━━━ Source data ━━━

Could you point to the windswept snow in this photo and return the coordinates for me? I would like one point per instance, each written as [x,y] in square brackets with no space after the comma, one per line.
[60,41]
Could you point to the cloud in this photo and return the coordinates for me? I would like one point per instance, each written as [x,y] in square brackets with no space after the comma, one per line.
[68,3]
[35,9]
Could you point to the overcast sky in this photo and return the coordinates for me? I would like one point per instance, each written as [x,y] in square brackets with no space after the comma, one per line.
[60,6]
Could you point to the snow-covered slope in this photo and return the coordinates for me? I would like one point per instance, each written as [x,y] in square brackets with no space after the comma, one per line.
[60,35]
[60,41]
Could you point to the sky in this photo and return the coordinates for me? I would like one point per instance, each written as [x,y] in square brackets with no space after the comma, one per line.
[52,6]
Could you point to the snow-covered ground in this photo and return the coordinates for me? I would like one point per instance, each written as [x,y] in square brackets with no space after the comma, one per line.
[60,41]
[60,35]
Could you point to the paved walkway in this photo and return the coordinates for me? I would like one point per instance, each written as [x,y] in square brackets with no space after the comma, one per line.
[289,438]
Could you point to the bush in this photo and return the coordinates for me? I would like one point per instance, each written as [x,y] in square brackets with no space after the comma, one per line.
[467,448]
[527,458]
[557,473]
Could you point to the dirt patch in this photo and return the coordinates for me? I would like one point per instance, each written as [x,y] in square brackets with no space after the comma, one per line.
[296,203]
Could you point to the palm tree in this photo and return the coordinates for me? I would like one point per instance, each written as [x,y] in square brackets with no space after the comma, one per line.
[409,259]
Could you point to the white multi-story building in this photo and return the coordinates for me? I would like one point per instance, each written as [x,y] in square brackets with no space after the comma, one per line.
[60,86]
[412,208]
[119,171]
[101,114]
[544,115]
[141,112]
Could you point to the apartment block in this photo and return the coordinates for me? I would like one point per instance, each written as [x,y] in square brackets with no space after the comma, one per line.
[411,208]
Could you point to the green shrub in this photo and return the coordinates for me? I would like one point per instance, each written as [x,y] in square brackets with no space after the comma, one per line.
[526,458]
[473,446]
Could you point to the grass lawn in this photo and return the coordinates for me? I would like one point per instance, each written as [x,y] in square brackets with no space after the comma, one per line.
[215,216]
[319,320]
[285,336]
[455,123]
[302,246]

━━━

* [Exercise aim]:
The response should reproduce every entry above exactly.

* [Solution for this problem]:
Could you point to the windswept snow in this photo and return the coordinates for me? I would like one point per instance, each written as [x,y] in square brackets with no space after the comma, one per line.
[60,41]
Could you point to the cloud in this photo and return the coordinates for me? I would like one point per instance, each written as [x,y] in square brackets with no space after the comma, one per line.
[68,3]
[35,9]
Could you point to the overcast sky in this photo and return the coordinates for me? I would like one point per instance, each written as [x,y] in square brackets with no space after the comma, one per line.
[60,6]
Could you point to the snow-covered slope in this photo and return the coordinates for me? I would like one point per instance, each written as [x,y] in square brackets with no space after the comma, one per line.
[60,35]
[60,41]
Could you point to the sky in this photo and return the coordinates for me? I would like one point per instance, each written as [x,y] in square brackets with no space after the comma, one per line.
[52,6]
Could you point to the snow-covered ground in this photo and return the coordinates for me? I would like one point per instance, each written as [x,y] in square brackets with no space after the comma, one per line.
[60,41]
[60,35]
Could you point to the paved walkway in this photo and return the coordinates for me? I would like one point per instance, each written as [x,y] in square brackets with no space after the comma, one per line.
[289,438]
Could you point to the bush in this photo and return the coordinates for me? I would like one point per instance, each written as [x,y] in square brackets with no space after the comma, one per line.
[467,448]
[527,458]
[557,473]
Could you point to the dirt patch in this photo and return the coordinates for me? I would like one point per instance, each written as [x,y] in square brackets with no space after the comma, one per line.
[296,203]
Could you point to the palm tree in this photo and return the coordinates for me? I would like one point per instance, each written as [x,y] in square brackets with no space after the comma, one per line.
[409,259]
Could you point to the white multi-story building in this photo and return the coordinates for me? I would like one point per instance, each written as [x,y] in square brackets with no space after the comma, one per line.
[60,86]
[412,208]
[119,171]
[101,114]
[544,115]
[141,112]
Could you point to the apartment block in this photo and return the coordinates for me? I would like one point per instance, each written as [x,y] in square brackets with no space after the comma, one per line.
[411,208]
Could you point to the green shrub in this photo and return the coordinates for me? I would like one point per instance, each written as [x,y] in square brackets with no space after the comma, one per line.
[526,458]
[473,446]
Could you point to the grass lawn in this photo and return the coordinates for me? I would like one point per instance, each written as [x,y] in square brackets with no space after the comma, one per line.
[215,216]
[319,320]
[285,336]
[455,123]
[302,246]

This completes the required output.